◆ 抜粋本文:
+ + +

こんにちは、匿名希望の社員Mでございます。

Yahoo! INCが、NoSQLのmdbmをオープンソースとして公開しました。Yahoo! JAPANでも10年以上もお世話になっているものです。

https://github.com/yahoo/mdbm

さて、この場面ではライトなユーザードキュメントや紹介を期待されているところですが、そんな空気感は一切無視して進行したいと思います。

個人的にどうしても言っておきたい見所を一方的に紹介してみたいと思います。よろしくお願いします

剰余の演算処理は遅い

KVSの基本的な処理は、keyからハッシュ値を算出しハッシュ値の剰余を用いて、valueを格納するデータ領域(page)を決定するアプローチとなります。

この処理を忠実に実装すると次のような実装イメージとなります。

pagenum = hash(key) % pagesize;

しかしながら剰余は非常に遅い処理ですので、仕様に一定の制限を加えることでマスク値を利用したAND演算で実装されています。

pagenum = hash(key) & mask;

おまけ話として、mdbmはLinear Hashingと呼ばれるハッシュアルゴリズムの影響を強く受けています。

+ + +

◆ 元データ:
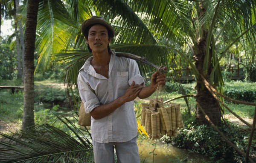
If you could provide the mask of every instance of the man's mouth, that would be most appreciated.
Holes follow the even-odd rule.
[[[100,43],[94,43],[95,45],[101,45],[102,44]]]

+ + +

◆ 課題一覧:
a. mdbmの記事に載っている2行のコードから、識別子（変数名と関数名）を重複なしですべて挙げてください。
b. mdbmの記事を、最後の文に続けて書き進める。
データはmdbmの記事とは無関係です。

◆ 解答:
a. pagenum、hash、key、pagesize、mask

b.
Linear Hashingの詳細はwikipediaをご覧ください。

http://en.wikipedia.org/wiki/Linear_hashing

このアルゴリズムによりmdbmは、扱うデータサイズが大きくなれば、動的にHashTableを拡大することができる非常に便利な特性を持っています。

しかし、冷静になって考えてみてみましょう。このLinear Hasingの管理用のテーブルを走査する計算コストは可能なら避けるべきです。

mdbmをはじめ、多くのKVSでは最終的なデータのサイズの予想がつくのであれば、あらかじめ大きめのサイズでデータベースファイルを作成する方が好ましいでしょう。

この辺の話に興味がありましたら、コードの「hashval_to_pagenum()」という関数から追いかけ、処理コスト削減を努力を見ていただければ幸いです。

rdtsc(Read Time Stamp Counter)

タイムスタンプを取得する方法にrdtsc命令を使用する一部の方々が大喜びするテクニックがあり、その一部を垣間見ることができます。

これはIntel x86系のCPU(AMDの一部を含む)のCPU上に実装されている、CPUクロックごとにタイムスタンプカウンタを利用しています。

この実装はgettimeofday()がシステムコールとして実装されていてオーバヘッドが非常に大きかったときに大活躍だったテクニックです。

CentOS6.x/RHEL6.xでは、gettimeofday()はユーザースペース(vsyscall/vdso)で実装されているためオーバヘッドは大幅に低減しています。

CentOS5.x/RHEL5.xでも、次のパラメータをチューニングすることでgettimeofday()のオーバヘッドを改善できます。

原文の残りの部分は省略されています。